Extracted data
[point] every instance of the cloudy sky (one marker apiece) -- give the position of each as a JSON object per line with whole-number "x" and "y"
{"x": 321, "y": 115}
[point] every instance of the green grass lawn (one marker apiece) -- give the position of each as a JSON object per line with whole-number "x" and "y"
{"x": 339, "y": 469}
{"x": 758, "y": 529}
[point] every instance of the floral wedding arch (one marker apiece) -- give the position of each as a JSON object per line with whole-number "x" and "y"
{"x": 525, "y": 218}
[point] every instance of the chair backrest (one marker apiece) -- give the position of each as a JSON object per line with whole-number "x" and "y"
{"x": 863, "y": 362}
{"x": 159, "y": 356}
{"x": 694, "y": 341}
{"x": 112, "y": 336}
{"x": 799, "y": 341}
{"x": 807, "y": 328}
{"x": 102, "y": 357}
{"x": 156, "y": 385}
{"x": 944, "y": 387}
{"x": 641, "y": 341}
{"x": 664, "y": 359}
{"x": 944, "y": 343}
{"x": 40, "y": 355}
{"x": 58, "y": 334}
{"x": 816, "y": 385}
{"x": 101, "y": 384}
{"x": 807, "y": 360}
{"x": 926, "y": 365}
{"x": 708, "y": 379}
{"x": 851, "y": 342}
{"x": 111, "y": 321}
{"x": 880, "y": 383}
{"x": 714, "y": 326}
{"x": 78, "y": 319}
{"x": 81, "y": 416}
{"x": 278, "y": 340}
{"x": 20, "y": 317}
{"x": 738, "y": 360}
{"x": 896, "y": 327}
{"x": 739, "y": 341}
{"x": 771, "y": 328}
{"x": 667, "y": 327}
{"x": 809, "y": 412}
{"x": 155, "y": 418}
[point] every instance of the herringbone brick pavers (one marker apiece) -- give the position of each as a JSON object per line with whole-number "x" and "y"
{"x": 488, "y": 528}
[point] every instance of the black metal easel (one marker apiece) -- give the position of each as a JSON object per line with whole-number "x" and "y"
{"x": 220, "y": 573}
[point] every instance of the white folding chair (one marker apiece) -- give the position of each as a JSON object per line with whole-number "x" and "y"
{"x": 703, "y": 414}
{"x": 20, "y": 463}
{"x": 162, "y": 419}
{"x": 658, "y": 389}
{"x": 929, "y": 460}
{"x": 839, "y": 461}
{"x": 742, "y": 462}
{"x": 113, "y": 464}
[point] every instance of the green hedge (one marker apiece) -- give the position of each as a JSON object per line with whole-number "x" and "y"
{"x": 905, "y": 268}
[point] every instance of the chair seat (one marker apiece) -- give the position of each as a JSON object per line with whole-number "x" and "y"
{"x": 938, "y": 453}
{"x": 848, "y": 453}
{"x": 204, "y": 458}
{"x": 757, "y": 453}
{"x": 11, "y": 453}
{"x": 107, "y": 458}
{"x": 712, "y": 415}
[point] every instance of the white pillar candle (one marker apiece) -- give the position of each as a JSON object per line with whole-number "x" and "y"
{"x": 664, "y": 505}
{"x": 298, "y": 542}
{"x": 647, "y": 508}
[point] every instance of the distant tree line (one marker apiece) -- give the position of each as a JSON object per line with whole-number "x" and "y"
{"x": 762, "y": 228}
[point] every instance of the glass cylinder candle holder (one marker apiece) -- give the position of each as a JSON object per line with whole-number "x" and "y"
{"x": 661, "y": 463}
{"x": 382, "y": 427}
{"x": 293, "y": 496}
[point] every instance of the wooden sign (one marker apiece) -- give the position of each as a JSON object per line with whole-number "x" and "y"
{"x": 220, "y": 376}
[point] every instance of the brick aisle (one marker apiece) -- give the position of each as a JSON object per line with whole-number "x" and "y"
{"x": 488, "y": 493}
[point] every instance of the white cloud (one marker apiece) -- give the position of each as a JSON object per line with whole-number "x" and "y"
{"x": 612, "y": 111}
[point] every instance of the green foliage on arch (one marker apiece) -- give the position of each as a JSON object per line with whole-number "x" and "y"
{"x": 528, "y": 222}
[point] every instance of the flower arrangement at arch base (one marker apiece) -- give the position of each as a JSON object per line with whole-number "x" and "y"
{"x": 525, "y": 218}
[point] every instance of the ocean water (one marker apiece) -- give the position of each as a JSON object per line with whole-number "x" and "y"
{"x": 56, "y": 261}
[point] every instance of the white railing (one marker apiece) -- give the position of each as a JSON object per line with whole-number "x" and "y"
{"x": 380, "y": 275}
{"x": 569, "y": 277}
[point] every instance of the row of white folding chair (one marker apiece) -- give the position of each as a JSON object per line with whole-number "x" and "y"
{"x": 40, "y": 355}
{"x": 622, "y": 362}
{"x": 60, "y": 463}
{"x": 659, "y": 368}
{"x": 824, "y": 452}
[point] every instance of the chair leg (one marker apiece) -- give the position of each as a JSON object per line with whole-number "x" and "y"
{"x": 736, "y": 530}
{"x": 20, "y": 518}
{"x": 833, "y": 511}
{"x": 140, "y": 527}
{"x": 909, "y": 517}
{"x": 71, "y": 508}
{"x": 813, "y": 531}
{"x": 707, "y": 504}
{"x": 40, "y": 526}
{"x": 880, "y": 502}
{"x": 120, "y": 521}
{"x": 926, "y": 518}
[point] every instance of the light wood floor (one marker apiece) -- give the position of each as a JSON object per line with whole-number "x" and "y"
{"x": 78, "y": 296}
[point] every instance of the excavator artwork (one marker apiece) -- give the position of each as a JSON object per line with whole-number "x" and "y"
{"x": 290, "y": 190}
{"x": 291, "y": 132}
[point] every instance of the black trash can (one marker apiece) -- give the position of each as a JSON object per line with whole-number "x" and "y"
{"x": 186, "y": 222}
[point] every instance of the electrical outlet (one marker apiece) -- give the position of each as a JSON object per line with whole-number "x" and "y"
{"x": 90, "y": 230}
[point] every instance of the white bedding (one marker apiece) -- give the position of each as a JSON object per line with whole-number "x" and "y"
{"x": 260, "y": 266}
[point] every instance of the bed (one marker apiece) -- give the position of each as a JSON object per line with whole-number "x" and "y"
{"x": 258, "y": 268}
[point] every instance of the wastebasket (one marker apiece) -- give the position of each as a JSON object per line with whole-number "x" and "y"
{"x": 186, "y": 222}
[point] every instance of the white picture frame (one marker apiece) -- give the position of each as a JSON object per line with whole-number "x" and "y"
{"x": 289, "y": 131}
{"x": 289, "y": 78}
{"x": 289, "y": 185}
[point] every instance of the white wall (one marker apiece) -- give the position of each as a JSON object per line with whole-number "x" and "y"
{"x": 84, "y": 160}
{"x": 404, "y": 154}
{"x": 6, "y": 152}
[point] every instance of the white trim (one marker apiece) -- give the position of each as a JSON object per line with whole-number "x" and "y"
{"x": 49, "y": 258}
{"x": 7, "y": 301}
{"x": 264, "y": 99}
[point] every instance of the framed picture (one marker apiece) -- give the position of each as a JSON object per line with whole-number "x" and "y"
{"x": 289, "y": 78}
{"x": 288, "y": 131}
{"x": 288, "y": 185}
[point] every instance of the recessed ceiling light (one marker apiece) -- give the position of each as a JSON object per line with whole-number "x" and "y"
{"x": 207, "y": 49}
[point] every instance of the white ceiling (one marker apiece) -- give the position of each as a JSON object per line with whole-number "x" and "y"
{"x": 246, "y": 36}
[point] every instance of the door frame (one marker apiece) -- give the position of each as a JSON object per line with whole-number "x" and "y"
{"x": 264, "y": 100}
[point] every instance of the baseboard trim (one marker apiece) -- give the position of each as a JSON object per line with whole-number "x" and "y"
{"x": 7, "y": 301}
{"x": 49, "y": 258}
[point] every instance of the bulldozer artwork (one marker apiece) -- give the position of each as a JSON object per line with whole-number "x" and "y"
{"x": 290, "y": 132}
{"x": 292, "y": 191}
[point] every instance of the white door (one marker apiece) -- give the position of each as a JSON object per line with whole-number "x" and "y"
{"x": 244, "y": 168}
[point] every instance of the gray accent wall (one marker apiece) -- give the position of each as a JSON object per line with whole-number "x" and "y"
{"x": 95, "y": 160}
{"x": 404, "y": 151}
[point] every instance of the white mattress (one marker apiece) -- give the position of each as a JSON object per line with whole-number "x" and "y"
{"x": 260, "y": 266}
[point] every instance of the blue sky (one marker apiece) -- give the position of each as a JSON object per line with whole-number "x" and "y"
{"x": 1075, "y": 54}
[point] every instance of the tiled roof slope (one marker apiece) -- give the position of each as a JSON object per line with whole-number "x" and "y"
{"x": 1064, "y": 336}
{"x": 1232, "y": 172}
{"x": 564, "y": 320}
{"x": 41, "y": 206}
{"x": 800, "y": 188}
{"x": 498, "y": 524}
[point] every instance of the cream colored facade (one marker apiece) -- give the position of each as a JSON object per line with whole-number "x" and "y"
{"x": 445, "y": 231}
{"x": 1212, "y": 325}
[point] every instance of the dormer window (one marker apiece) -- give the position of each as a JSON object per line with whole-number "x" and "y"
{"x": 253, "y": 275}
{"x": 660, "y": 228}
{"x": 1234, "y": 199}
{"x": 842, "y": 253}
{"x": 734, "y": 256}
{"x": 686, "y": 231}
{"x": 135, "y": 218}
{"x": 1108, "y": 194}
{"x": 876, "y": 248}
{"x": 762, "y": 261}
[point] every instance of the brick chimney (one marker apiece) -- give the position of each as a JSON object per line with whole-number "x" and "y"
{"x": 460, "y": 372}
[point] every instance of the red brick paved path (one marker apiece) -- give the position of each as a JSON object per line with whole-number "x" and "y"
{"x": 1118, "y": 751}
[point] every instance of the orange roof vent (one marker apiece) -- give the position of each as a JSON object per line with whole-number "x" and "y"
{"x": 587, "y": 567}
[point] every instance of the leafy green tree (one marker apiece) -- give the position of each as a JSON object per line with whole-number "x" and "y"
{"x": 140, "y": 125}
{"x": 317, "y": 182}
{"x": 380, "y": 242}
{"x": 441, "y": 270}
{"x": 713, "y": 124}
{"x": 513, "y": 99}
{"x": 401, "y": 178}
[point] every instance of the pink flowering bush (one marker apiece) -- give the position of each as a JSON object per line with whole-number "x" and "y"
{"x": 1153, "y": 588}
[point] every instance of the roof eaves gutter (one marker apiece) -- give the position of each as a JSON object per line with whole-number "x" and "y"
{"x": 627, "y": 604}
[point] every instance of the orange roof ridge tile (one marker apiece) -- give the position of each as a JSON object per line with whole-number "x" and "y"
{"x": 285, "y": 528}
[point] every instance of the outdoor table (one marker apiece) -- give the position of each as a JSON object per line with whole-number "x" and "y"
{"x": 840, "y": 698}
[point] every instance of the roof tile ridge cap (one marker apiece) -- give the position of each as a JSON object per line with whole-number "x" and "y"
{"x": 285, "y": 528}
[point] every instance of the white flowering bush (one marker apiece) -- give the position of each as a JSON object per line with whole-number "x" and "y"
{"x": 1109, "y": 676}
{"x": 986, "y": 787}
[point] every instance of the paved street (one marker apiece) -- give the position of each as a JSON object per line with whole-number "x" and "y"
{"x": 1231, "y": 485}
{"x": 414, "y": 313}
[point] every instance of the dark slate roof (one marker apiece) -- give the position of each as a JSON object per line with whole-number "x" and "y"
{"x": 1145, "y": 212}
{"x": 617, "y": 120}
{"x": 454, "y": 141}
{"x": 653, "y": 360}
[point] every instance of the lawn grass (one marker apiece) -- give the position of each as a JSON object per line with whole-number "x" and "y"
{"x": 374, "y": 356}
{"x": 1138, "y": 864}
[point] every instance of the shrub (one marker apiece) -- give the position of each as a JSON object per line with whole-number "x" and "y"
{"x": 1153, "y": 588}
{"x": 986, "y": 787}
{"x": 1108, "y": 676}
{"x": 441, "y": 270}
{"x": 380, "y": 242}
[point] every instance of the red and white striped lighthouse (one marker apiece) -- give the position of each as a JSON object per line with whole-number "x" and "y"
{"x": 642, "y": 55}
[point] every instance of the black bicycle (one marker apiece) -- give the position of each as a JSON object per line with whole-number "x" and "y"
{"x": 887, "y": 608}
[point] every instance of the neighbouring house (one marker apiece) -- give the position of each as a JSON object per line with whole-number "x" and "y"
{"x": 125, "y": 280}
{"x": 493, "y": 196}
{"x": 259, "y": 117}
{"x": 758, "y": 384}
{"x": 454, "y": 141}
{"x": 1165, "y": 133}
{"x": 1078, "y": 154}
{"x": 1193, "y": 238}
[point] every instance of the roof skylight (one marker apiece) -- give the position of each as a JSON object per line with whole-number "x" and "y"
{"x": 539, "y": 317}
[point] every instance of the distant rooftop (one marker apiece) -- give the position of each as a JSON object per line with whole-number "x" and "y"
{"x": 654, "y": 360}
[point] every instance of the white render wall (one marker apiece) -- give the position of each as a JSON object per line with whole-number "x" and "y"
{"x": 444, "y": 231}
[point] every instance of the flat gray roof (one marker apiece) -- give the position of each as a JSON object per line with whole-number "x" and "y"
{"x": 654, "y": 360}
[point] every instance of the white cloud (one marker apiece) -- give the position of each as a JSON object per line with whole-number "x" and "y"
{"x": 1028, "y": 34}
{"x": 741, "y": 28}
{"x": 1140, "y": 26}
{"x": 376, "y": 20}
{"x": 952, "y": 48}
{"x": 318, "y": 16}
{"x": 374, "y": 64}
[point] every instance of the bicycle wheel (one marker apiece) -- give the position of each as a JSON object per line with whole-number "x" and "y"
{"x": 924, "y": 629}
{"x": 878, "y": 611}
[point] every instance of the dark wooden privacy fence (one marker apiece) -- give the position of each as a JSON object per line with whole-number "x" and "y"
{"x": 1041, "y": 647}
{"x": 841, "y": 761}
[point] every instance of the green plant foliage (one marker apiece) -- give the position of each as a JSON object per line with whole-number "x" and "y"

Task directions
Set down, word for word, only the lines running from the line with "[point] every instance of the distant rooftop" to the last line of the listing above. Both of those lines belong in your answer.

Answer
[point] every instance of the distant rooftop (one marker apiece) -- give the position of each as a JSON object per line with whole-number "x" and "y"
{"x": 654, "y": 360}
[point] every instance of the white render wall (one marker apiece) -- give the position of each as a JSON object per line with whole-number "x" and "y"
{"x": 444, "y": 231}
[point] every instance of the flat gray roof (one marker apiece) -- give the position of each as a JSON object per line with whole-number "x" and "y"
{"x": 654, "y": 360}
[point] every instance of the white cloud (one marker apiece) -- give the position of each as a JSON object per line with whole-number "x" and "y"
{"x": 1028, "y": 34}
{"x": 741, "y": 28}
{"x": 1140, "y": 26}
{"x": 376, "y": 20}
{"x": 952, "y": 48}
{"x": 318, "y": 16}
{"x": 374, "y": 64}
[point] every instance of the bicycle wheel (one marker apiece) -- give the position of each as a JSON object per line with whole-number "x" and "y"
{"x": 924, "y": 629}
{"x": 878, "y": 611}
[point] every instance of the dark wooden privacy fence (one marker apiece) -- give the position of each as a JSON object per line with whole-number "x" and "y"
{"x": 1041, "y": 647}
{"x": 841, "y": 761}
[point] every instance of the green plant foliage (one marker apiece) -- give the position of each as a JSON object per line with whole-number "x" and "y"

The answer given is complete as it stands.